Assigned task 1 |
In the news item about the Louisiana net operating loss bill, what was the House Ways and Means Committee's vote on H.B. 25?
Assigned task 2 |
Render this sentence from the news item about the Louisiana net operating loss bill in Spanish: "However, the bill was pared back after some concerns were expressed about its fiscal note."
Assigned task 3 |
Write the next few sentences of the news item about the Louisiana net operating loss bill, picking up after its final sentence.

Source document |
Posted on June 17, 2020

A Louisiana House panel has advanced a bill that would allow net operating losses to be temporarily carried back.

The House Ways and Means Committee on June 15 reported H.B. 25 with amendments on a vote of 14 to 0. The amended bill would allow 72 percent of NOLs to be carried back for tax years beginning on or after January 1, 2019, through tax years beginning before January 1, 2021.

The bill as introduced June 4 by Rep. Mark Wright (R) would have allowed taxpayers to carry back NOL deductions to each tax year before the loss occurred for tax years starting on or after January 1, 2017, through tax years beginning before January 1, 2022.

However, the bill was pared back after some concerns were expressed about its fiscal note.

“We don’t have a fiscal note on this — it’s to a certain extent not calculable,” Wright said during a June 15 Ways and Means Committee hearing. “Essentially because it’s unclear what kind of losses will occur in this next year, it’s unclear how many NOLs would be carried back.”

Wright said that based on estimates from the Department of Revenue, the bill could result in revenue losses of anywhere from $16 million to $65 million.

Originally, the bill would have provided a temporary five-year carryback to mirror the NOL changes at the federal level under the Coronavirus Aid, Relief, and Economic Security Act.

Dataset |

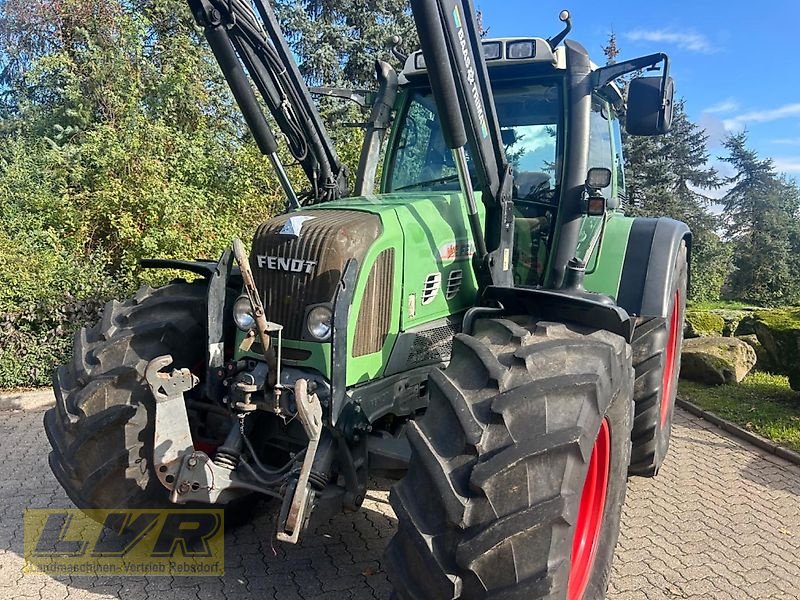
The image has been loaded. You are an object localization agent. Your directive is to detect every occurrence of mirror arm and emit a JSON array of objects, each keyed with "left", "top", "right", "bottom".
[
  {"left": 592, "top": 52, "right": 669, "bottom": 91},
  {"left": 308, "top": 86, "right": 370, "bottom": 109}
]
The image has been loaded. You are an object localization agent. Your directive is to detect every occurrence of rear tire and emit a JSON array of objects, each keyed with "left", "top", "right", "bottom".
[
  {"left": 386, "top": 317, "right": 633, "bottom": 600},
  {"left": 628, "top": 243, "right": 688, "bottom": 477},
  {"left": 44, "top": 283, "right": 211, "bottom": 509}
]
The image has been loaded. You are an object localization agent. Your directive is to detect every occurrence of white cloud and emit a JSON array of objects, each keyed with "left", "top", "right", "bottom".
[
  {"left": 625, "top": 29, "right": 715, "bottom": 53},
  {"left": 723, "top": 102, "right": 800, "bottom": 129},
  {"left": 772, "top": 156, "right": 800, "bottom": 173},
  {"left": 703, "top": 98, "right": 739, "bottom": 113}
]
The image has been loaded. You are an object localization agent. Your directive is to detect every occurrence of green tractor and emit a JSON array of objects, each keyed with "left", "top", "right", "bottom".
[{"left": 45, "top": 0, "right": 691, "bottom": 600}]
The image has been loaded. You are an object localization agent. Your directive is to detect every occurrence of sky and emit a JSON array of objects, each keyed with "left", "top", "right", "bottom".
[{"left": 476, "top": 0, "right": 800, "bottom": 191}]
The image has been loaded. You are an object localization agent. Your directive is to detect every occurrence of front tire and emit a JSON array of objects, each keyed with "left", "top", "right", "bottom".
[
  {"left": 628, "top": 243, "right": 688, "bottom": 477},
  {"left": 44, "top": 283, "right": 206, "bottom": 509},
  {"left": 386, "top": 317, "right": 633, "bottom": 600}
]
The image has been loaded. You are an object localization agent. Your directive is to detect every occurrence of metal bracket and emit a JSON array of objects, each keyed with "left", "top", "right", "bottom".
[
  {"left": 145, "top": 355, "right": 250, "bottom": 504},
  {"left": 145, "top": 354, "right": 198, "bottom": 502},
  {"left": 278, "top": 379, "right": 322, "bottom": 544}
]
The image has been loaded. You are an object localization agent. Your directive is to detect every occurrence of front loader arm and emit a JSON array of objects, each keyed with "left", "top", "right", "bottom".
[
  {"left": 411, "top": 0, "right": 514, "bottom": 286},
  {"left": 188, "top": 0, "right": 347, "bottom": 204}
]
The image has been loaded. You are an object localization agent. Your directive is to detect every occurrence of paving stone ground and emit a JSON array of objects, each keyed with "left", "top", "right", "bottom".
[{"left": 0, "top": 411, "right": 800, "bottom": 600}]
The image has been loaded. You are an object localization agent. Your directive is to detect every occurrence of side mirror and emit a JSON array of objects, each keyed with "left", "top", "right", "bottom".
[
  {"left": 586, "top": 167, "right": 611, "bottom": 190},
  {"left": 586, "top": 167, "right": 611, "bottom": 217},
  {"left": 625, "top": 77, "right": 675, "bottom": 135}
]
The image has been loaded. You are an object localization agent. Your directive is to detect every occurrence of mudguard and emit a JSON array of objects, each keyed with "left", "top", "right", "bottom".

Answer 1 |
The committee voted 14 to 0.

Answer 2 |
Sin embargo, el proyecto de ley se recortó después de que se expresaran algunas preocupaciones sobre su nota fiscal.

Answer 3 |
The act temporarily loosened the limits imposed on NOL carrybacks under the federal Tax Cuts and Jobs Act by allowing taxpayers to carry back NOLs from 2018, 2019, and 2020 for five years. The change is intended to help businesses that have cash flow problems resulting from the COVID-19 pandemic.

The bill is based on a recommendation from the Louisiana Economic Recovery Task Force.

Ways and Means Committee Vice Chair John Stefanski (R) thanked Wright for accepting the committee's amendments and said, "We've got to think about if this is directly helping businesses . . . they're going to have huge losses this year, and [this] allows them to get some relief, because otherwise those losses would be unaccounted for."

"I think it's great legislation," Stefanski said. 

H.B. 25 was recommitted to the House Appropriations Committee June 16.

Jason DeCuir, who chairs the Economic Recovery Task Force, told Tax Notes June 16 the House is expected to vote on the bill later this week.